**Assigned task:** In the listing below, from its first line through the line holding "positive clicks: (510, 208)" (inclusive), swap every "rough mask" for "coarse mask" and reproduce those lines with nothing else altered. Omit the pictures from your answer.

**Material shown:**
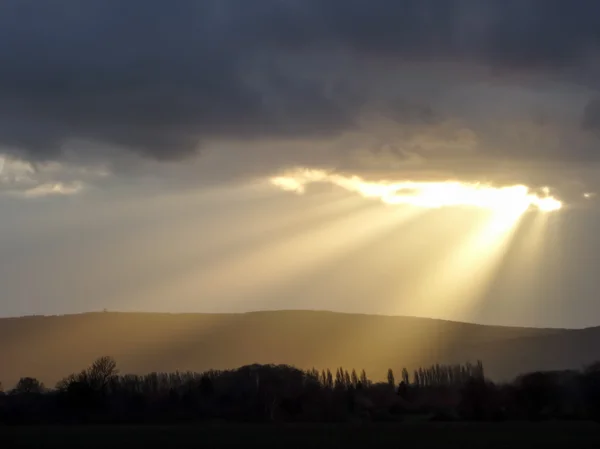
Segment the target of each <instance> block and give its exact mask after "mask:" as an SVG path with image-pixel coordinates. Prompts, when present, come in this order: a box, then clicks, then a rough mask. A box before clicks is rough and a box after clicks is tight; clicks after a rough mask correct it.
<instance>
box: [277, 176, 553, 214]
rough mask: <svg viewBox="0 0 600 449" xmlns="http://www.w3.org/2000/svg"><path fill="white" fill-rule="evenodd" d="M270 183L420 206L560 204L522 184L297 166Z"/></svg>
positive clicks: (510, 208) (547, 211) (548, 197)
mask: <svg viewBox="0 0 600 449" xmlns="http://www.w3.org/2000/svg"><path fill="white" fill-rule="evenodd" d="M270 182H271V184H272V185H274V186H276V187H279V188H281V189H282V190H287V191H294V192H296V193H304V191H305V189H306V186H307V185H309V184H313V183H329V184H333V185H336V186H338V187H342V188H344V189H346V190H348V191H351V192H355V193H358V194H360V195H361V196H363V197H367V198H379V199H380V200H381V201H383V202H384V203H388V204H406V205H411V206H417V207H424V208H441V207H458V206H467V207H477V208H483V209H491V210H498V211H508V210H511V211H512V210H519V211H521V212H525V211H526V210H528V209H530V208H533V209H537V210H539V211H542V212H551V211H555V210H558V209H560V208H561V207H562V203H561V202H560V201H559V200H557V199H556V198H554V197H552V196H550V195H549V189H547V188H546V189H544V196H539V195H537V194H535V193H533V192H531V191H530V189H529V188H528V187H527V186H525V185H513V186H504V187H494V186H491V185H488V184H482V183H464V182H459V181H445V182H416V181H400V182H389V181H379V182H370V181H366V180H364V179H362V178H360V177H358V176H354V175H353V176H345V175H341V174H336V173H329V172H327V171H325V170H311V169H298V170H294V171H291V172H288V173H286V174H284V175H281V176H276V177H273V178H271V179H270Z"/></svg>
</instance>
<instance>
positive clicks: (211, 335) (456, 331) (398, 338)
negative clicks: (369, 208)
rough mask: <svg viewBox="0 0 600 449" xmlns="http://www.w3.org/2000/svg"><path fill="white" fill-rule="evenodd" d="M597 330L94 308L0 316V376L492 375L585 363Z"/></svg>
mask: <svg viewBox="0 0 600 449" xmlns="http://www.w3.org/2000/svg"><path fill="white" fill-rule="evenodd" d="M599 341H600V330H598V329H586V330H559V329H534V328H516V327H499V326H482V325H475V324H466V323H457V322H450V321H441V320H433V319H425V318H412V317H390V316H376V315H355V314H341V313H333V312H311V311H275V312H254V313H246V314H151V313H114V312H100V313H87V314H81V315H65V316H51V317H43V316H35V317H23V318H5V319H0V342H1V344H0V360H1V361H2V363H0V380H1V381H2V383H3V384H4V385H5V386H9V385H13V384H14V383H15V382H16V381H17V380H18V379H19V378H20V377H22V376H34V377H37V378H39V379H40V380H42V381H43V382H45V383H46V384H47V385H49V386H53V385H54V383H55V382H56V381H58V380H59V379H61V378H62V377H63V376H65V375H67V374H70V373H72V372H75V371H78V370H79V369H80V368H81V367H82V366H87V365H88V364H89V363H90V362H92V361H93V360H94V359H95V358H97V357H98V356H101V355H111V356H113V357H114V358H115V359H116V360H117V362H118V364H119V367H120V369H121V372H127V373H146V372H150V371H174V370H182V371H185V370H195V371H202V370H207V369H211V368H214V369H227V368H235V367H238V366H242V365H245V364H251V363H277V364H280V363H284V364H292V365H295V366H298V367H300V368H311V367H315V368H319V369H321V368H327V367H331V368H335V367H339V366H343V367H345V368H348V369H350V368H357V369H362V368H364V369H366V371H367V372H368V373H369V376H370V377H372V378H375V379H377V378H379V379H382V380H383V378H384V376H385V374H386V371H387V369H388V368H393V369H394V370H400V369H401V368H402V367H404V366H406V367H408V368H409V369H410V368H411V367H417V366H419V365H426V364H430V363H436V362H465V361H474V360H476V359H481V360H482V361H483V362H484V366H485V368H486V370H487V372H486V375H487V376H489V377H491V378H493V379H497V380H502V379H507V378H511V377H513V376H515V375H517V374H519V373H521V372H524V371H533V370H536V369H559V368H580V367H581V366H582V365H584V364H588V363H590V362H592V361H594V360H595V359H596V358H597V357H598V355H597V351H595V349H594V348H595V347H597V342H599Z"/></svg>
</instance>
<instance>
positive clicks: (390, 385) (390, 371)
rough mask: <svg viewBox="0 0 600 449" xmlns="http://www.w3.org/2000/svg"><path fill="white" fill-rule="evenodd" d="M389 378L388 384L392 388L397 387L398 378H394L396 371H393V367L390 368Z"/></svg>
mask: <svg viewBox="0 0 600 449" xmlns="http://www.w3.org/2000/svg"><path fill="white" fill-rule="evenodd" d="M387 379H388V385H389V386H390V387H391V388H395V387H396V379H395V378H394V372H393V371H392V369H391V368H390V369H388V376H387Z"/></svg>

**Exercise result:**
Segment the target of each <instance> block and give its exact mask after "mask:" as an SVG path with image-pixel coordinates. Prompts, when present, come in this order: a box, then clicks, then a coarse mask. A box before clicks is rough and a box after clicks is tight; clicks after a coarse mask correct it.
<instance>
box: [277, 176, 553, 214]
coarse mask: <svg viewBox="0 0 600 449" xmlns="http://www.w3.org/2000/svg"><path fill="white" fill-rule="evenodd" d="M270 183L420 206L560 204L522 184L297 166Z"/></svg>
positive clicks: (510, 208) (547, 211) (548, 197)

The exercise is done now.